------ Data to use

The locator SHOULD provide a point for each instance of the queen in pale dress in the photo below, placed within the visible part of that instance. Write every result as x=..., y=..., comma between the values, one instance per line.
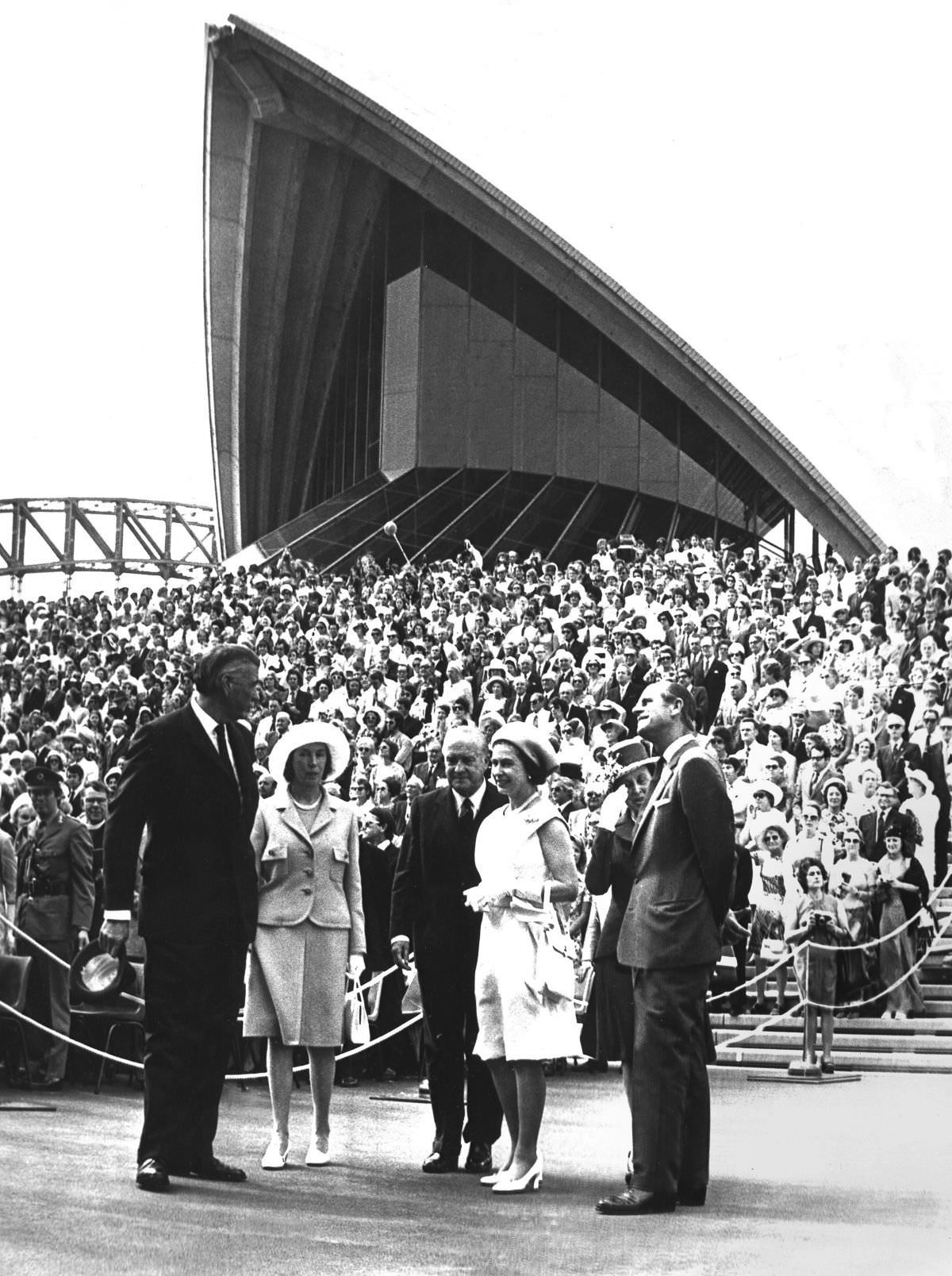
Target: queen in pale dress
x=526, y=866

------------
------ Data to use

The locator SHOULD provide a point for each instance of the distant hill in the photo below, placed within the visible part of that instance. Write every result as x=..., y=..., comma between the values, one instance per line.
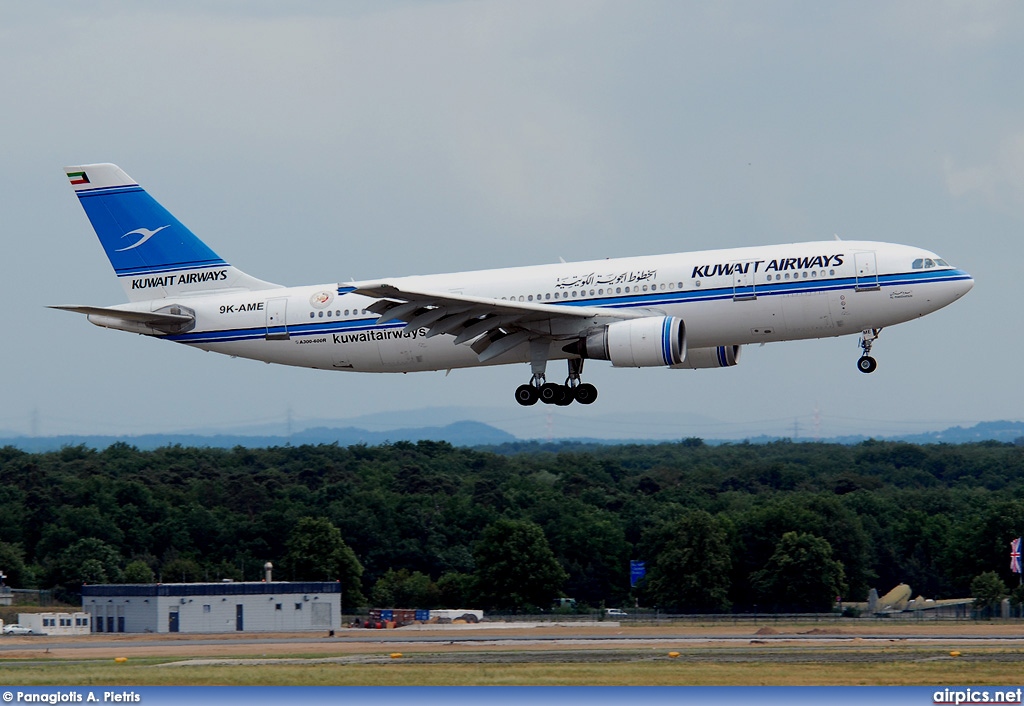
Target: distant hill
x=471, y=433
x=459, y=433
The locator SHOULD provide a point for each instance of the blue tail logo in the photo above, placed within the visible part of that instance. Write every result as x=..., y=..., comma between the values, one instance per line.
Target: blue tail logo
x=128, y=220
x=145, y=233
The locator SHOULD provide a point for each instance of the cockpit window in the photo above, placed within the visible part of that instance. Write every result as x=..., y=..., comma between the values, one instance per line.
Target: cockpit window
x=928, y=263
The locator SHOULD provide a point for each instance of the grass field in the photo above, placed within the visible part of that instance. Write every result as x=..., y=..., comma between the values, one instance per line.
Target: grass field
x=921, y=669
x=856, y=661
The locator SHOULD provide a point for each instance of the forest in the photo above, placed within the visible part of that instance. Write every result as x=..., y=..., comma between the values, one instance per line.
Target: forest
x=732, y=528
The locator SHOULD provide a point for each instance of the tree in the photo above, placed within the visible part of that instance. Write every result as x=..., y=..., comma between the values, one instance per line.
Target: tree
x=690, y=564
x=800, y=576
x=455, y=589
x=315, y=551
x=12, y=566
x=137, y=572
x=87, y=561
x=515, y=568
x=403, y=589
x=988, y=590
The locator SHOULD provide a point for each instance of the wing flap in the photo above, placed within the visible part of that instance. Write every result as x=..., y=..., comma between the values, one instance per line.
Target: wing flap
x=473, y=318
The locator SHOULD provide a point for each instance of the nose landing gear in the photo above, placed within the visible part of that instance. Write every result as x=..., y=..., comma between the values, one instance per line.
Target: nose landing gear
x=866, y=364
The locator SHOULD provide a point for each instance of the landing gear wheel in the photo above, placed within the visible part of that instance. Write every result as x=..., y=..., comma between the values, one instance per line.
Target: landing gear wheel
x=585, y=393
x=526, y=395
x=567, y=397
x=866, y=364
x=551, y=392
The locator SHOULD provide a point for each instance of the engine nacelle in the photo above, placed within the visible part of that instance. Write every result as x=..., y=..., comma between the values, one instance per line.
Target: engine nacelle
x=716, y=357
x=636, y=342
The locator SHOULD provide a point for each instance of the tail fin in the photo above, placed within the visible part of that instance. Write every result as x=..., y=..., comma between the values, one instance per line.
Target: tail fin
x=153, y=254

------------
------ Data to use

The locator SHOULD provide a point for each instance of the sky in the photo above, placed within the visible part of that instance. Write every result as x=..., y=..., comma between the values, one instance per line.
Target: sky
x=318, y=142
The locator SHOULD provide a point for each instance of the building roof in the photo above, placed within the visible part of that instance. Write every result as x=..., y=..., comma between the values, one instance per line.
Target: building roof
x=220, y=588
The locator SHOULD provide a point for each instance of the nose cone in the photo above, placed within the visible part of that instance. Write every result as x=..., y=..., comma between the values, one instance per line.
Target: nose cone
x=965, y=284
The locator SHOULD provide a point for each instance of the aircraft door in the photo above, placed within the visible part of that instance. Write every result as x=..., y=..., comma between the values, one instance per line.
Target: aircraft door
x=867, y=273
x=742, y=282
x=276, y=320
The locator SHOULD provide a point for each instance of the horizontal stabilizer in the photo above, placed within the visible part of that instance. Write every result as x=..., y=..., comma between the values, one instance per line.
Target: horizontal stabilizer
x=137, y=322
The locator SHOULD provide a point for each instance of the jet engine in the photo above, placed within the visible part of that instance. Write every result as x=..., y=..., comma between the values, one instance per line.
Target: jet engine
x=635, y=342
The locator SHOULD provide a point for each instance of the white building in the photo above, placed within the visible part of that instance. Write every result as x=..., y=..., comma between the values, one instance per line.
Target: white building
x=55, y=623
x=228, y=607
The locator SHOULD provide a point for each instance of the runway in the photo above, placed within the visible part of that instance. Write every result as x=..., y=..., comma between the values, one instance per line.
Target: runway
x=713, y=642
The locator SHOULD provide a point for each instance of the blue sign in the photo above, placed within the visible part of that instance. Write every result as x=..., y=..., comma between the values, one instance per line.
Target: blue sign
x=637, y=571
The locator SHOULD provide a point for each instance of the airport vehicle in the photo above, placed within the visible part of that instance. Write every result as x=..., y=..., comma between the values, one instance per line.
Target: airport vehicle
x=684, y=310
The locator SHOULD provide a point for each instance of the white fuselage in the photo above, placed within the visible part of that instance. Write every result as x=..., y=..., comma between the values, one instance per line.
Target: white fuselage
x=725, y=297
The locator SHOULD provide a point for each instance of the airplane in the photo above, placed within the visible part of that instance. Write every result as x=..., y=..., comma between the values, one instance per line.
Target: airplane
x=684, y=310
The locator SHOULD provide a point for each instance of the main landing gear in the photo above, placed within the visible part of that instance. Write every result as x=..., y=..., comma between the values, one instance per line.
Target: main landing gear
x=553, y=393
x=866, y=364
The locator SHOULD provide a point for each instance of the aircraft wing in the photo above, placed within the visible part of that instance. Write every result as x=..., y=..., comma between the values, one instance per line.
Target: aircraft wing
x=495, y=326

------------

# Problem
Can you set out the lines as a numbered list, starting at the line that contains "of the queen" and ending at the line that contains "x=526, y=866", with blank lines and pictures left out?

# Task answer
1. The locator SHOULD provide a point for each instance of the queen in pale dress in the photo below, placed within the visible part of that instance. Write every result as x=..., y=..., comma between the values, one instance per line.
2. Target: queen in pale dress
3. x=526, y=866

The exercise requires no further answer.